> [Provided text]
Current control of induction motors

[catphish]

Just a note on tuning. I just attempted a drive with fslipmin=1
This eliminates the vast majority of the low speed oscillation.

The only negative side-effect are these current spikes that sometimes happen when reducing to 0% throttle.

With a minimum slip, the algorithm is forced to reduce the output voltage all the way down to zero to reach zero torque. At some speeds, this seems to create a current spike as some residual energy is discarded. However, this has no impact on driving and don't seem to be large enough to damage anything.

Of course, the V/Hz firmware reduces torque to zero by reducing voltage so I have to imagine these current spikes occur there too. On a mildly related note, this is probably the same issue that makes regen unstable. It's one of those edge cases where reducing voltage *doesn't* reduce current, and my algorithm just doesn't understand that concept.

In any case, this setting is worth trying as it can certainly improve the smoothness of the drive at low speed.

Code: Select all

fslipweak=4
fslipmax=3
fslipmin=1
throtcur=6.5
curkp=1
ocurlim=900
idcmax=650

I would also reiterate, if you want to test this code, start with a rather lower value of throtcur and and work your way up.

[johu]

Probably everyone knows all this already?

> [Parts of the exercise]
(A) Rewrite the post on induction motor current control between "In any case, this" and "your way up.", inclusive, replacing "smoothness" with "stability".
(B) According to the post on induction motor current control, why do current spikes sometimes occur when reducing to 0% throttle with fslipmin=1? Answer in one to three sentences.

> [Data block]
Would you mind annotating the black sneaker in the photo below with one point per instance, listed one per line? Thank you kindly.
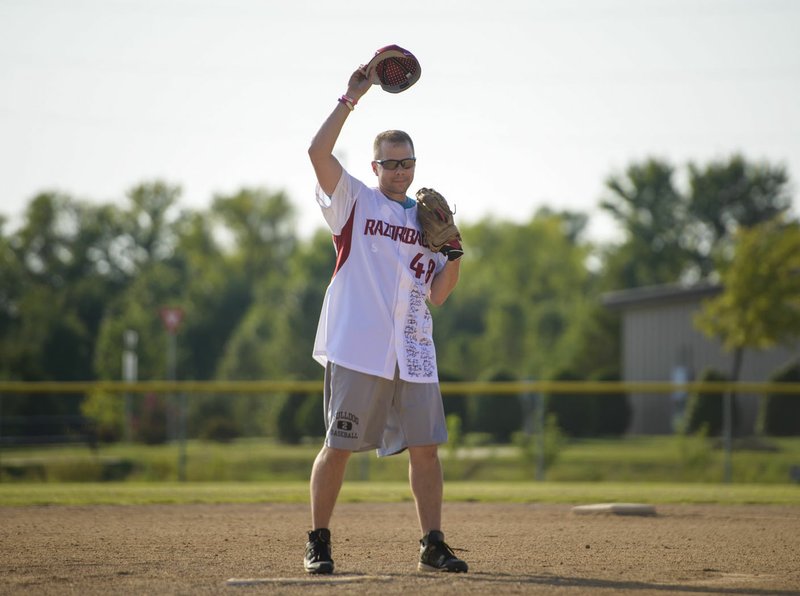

> [Written answers]
(A)
In any case, this setting is worth trying as it can certainly improve the stability of the drive at low speed.

Code: Select all

fslipweak=4
fslipmax=3
fslipmin=1
throtcur=6.5
curkp=1
ocurlim=900
idcmax=650

I would also reiterate, if you want to test this code, start with a rather lower value of throtcur and and work your way up.

(B) With a minimum slip, the algorithm is forced to reduce the output voltage all the way down to zero to reach zero torque. At some speeds, this seems to create a current spike as some residual energy is discarded.